→ **Written instruction**
Copy out the listing below word for word, keeping every line as it appears.
===== Extracted entries =====
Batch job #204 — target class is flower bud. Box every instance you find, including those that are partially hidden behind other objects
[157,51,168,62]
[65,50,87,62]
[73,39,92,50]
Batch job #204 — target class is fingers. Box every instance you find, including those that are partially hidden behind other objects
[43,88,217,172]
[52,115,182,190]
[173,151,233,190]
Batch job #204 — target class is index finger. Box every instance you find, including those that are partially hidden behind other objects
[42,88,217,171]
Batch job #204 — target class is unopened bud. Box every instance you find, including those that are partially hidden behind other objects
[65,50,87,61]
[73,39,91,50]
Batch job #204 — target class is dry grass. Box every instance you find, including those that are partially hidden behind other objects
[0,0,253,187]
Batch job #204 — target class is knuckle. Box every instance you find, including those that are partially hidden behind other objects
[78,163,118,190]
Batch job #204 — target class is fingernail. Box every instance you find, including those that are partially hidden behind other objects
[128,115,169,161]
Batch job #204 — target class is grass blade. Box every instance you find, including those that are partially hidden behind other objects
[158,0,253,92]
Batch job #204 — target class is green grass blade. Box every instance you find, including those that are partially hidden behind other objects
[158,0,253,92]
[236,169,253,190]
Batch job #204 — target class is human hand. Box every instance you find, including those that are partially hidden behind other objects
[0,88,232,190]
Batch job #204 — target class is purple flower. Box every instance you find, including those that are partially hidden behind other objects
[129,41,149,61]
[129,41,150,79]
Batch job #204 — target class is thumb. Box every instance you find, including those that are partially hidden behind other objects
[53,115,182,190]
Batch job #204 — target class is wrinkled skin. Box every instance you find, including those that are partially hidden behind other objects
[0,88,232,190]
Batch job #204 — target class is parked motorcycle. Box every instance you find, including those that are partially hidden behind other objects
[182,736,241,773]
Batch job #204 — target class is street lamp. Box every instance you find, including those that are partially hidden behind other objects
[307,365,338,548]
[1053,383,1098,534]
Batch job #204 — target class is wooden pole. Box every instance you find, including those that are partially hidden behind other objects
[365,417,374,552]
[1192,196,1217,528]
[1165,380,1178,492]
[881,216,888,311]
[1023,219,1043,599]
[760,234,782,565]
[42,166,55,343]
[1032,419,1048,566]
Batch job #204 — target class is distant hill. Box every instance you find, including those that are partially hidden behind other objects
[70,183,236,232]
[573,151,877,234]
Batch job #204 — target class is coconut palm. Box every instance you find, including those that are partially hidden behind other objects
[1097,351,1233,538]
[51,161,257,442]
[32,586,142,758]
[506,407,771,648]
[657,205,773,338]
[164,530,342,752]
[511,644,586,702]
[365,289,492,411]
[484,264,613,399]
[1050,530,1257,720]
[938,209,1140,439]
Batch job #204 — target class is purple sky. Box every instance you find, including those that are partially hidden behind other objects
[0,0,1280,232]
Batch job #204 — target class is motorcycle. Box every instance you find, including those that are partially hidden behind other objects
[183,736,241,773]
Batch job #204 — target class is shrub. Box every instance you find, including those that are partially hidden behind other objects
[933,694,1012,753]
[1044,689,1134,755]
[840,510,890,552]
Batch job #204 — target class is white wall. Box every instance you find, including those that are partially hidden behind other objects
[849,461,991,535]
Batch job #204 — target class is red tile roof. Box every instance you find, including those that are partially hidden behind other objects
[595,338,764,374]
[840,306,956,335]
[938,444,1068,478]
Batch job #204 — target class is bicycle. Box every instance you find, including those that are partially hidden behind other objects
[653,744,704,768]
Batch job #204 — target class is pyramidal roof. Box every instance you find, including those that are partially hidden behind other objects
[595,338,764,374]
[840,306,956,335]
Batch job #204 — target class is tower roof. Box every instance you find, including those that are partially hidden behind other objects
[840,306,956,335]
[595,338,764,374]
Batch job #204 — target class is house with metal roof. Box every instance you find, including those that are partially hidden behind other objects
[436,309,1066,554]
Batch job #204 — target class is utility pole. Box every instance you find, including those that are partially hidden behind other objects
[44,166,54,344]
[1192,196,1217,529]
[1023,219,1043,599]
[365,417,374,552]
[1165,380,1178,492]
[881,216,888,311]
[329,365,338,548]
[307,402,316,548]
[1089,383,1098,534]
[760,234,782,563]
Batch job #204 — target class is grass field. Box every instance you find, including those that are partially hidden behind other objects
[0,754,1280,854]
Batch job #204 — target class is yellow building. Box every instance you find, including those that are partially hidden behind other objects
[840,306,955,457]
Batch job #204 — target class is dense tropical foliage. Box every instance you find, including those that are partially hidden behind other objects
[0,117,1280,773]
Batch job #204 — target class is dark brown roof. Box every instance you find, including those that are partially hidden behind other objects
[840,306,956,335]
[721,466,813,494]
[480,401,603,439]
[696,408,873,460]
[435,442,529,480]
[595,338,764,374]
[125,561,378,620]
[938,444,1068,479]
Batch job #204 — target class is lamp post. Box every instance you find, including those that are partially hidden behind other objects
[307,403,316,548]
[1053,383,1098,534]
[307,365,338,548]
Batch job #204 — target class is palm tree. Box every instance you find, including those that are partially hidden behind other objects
=====
→ **Reply**
Batch job #204 — target class is flower bud. Box every instance you find, including those that are partially hidden behind other objects
[157,51,168,62]
[65,50,87,62]
[73,39,92,50]
Batch job #204 — target class is fingers. Box every instance you find, including those that are partially hidden behind other objects
[43,88,217,172]
[52,115,182,190]
[173,151,233,190]
Batch job #204 — target class is index finger. Box every instance you find, including those that are partially hidden behind other objects
[42,88,217,171]
Batch job #204 — target class is unopened bud. Box every instance you find, including those that are partially hidden behind other objects
[65,50,87,61]
[73,39,91,50]
Batch job #204 — target class is dry grass. Box every instance you find, including those that are partially hidden behind other objects
[0,0,253,187]
Batch job #204 — target class is knuckle. Box every instance you find, including those that are partially hidden behind other objects
[78,163,118,190]
Batch job #204 — target class is fingernail. Box every instance you find, including those that are partially hidden behind other objects
[128,115,169,161]
Batch job #204 — target class is grass blade. Box every instance you find, including those that are partially hidden behind other objects
[158,0,253,92]
Batch job #204 — target class is green grass blade. Box every instance you find, including those that are partially hidden behind other objects
[158,0,253,92]
[236,169,253,190]
Batch job #204 — target class is human hand. Box every instance you find, including those that are partially hidden behind other objects
[0,88,232,190]
Batch job #204 — target class is purple flower. Box every instance you find, including those that are partially hidden behind other objects
[129,41,149,61]
[129,41,150,79]
Batch job #204 — target class is thumb. Box every instance you find, including those that are partially hidden behind other objects
[53,115,182,190]
Batch job #204 — target class is wrinkled skin. Box every instance you find, including those that are partially hidden behind other objects
[0,88,232,190]
Batch job #204 — target class is parked motorcycle. Box every instance you find, including those that are partially hidden behind other objects
[182,736,241,773]
Batch job #204 — target class is street lamp. Box every instance you find, including those that are partially hidden behind other objects
[307,365,338,548]
[1053,383,1098,534]
Batch job #204 — target class is wooden pole. Box every instance you find, including those that are partially hidden behind other objects
[365,417,374,552]
[1192,196,1217,528]
[1165,380,1178,492]
[881,216,888,311]
[1023,219,1043,599]
[760,234,782,565]
[42,166,55,343]
[1032,419,1048,566]
Batch job #204 — target class is distant hill. Box every instance you find, including those that are partially hidden behind other objects
[70,183,236,232]
[573,151,877,234]
Batch job #204 — target class is coconut palm. Box every instance you find, including those that are partially hidden behind other objects
[1097,351,1233,538]
[51,161,257,442]
[32,586,142,758]
[506,407,771,648]
[657,205,773,338]
[164,530,342,752]
[511,644,586,702]
[365,289,492,411]
[484,264,613,399]
[1050,530,1257,720]
[938,209,1140,439]
Batch job #204 — target class is purple sky. Box every instance you find, including those that are partially hidden behind other objects
[0,0,1280,232]
Batch job #204 — target class is motorcycle. Box every instance you find, including those that are partially hidden behind other objects
[183,736,241,773]
Batch job #204 — target class is shrub. Box every instance you find, including those that are partially hidden behind other objects
[933,694,1012,753]
[1044,689,1134,755]
[840,510,890,552]
Batch job #204 — target class is white wall. Box every instance you find, including those that are partially hidden behind other objects
[849,461,991,535]
Batch job #204 — target class is red tile roof. Box every instance you find, including those that are partially hidden behind other objects
[595,338,764,374]
[840,306,956,335]
[938,444,1068,478]
Batch job #204 — target class is bicycle. Box every instance you find, including those that are partially hidden behind other objects
[653,744,704,768]
Batch job #204 — target class is pyramidal roof. Box every instance you find, including those that are partially hidden behind other objects
[595,338,764,374]
[840,306,956,335]
Batch job #204 — target class is tower roof. Box every instance you find, including those that are partially hidden behind other objects
[840,306,956,335]
[595,338,764,374]
Batch job #204 — target class is house with metal roof. Box every instance you find, including those that are partially hidden behind other objects
[436,309,1066,554]
Batch job #204 — target class is utility pole. Box every instance you find, including those that are partially hidden behind other objects
[44,166,54,344]
[1192,196,1217,529]
[1023,219,1043,599]
[365,417,374,552]
[1165,380,1178,492]
[881,216,888,311]
[329,365,338,548]
[307,402,316,548]
[1089,383,1098,534]
[760,234,782,563]
Batch job #204 — target class is grass field. Box every instance you find, including those that are partially hidden behind other objects
[0,754,1280,854]
Batch job #204 — target class is yellow building. Box every instance you find, including those that are partially hidden behind other objects
[840,306,955,457]
Batch job #204 — target class is dense tropical foliage. Box every instance you find, including those that are partially hidden behind other objects
[0,117,1280,773]
Batch job #204 — target class is dark brown roof. Box every instance you find, including those that are partially hidden behind other objects
[840,306,956,335]
[721,466,813,494]
[480,401,603,439]
[696,408,873,460]
[435,442,529,480]
[595,338,764,374]
[125,561,378,620]
[938,444,1068,479]
Batch job #204 — target class is lamp post. Box every instance you find, including those that are partially hidden behind other objects
[307,403,316,548]
[1053,383,1098,534]
[307,365,338,548]
Batch job #204 — target class is palm tree. Box every instance you find, including those that are partially hidden behind other objects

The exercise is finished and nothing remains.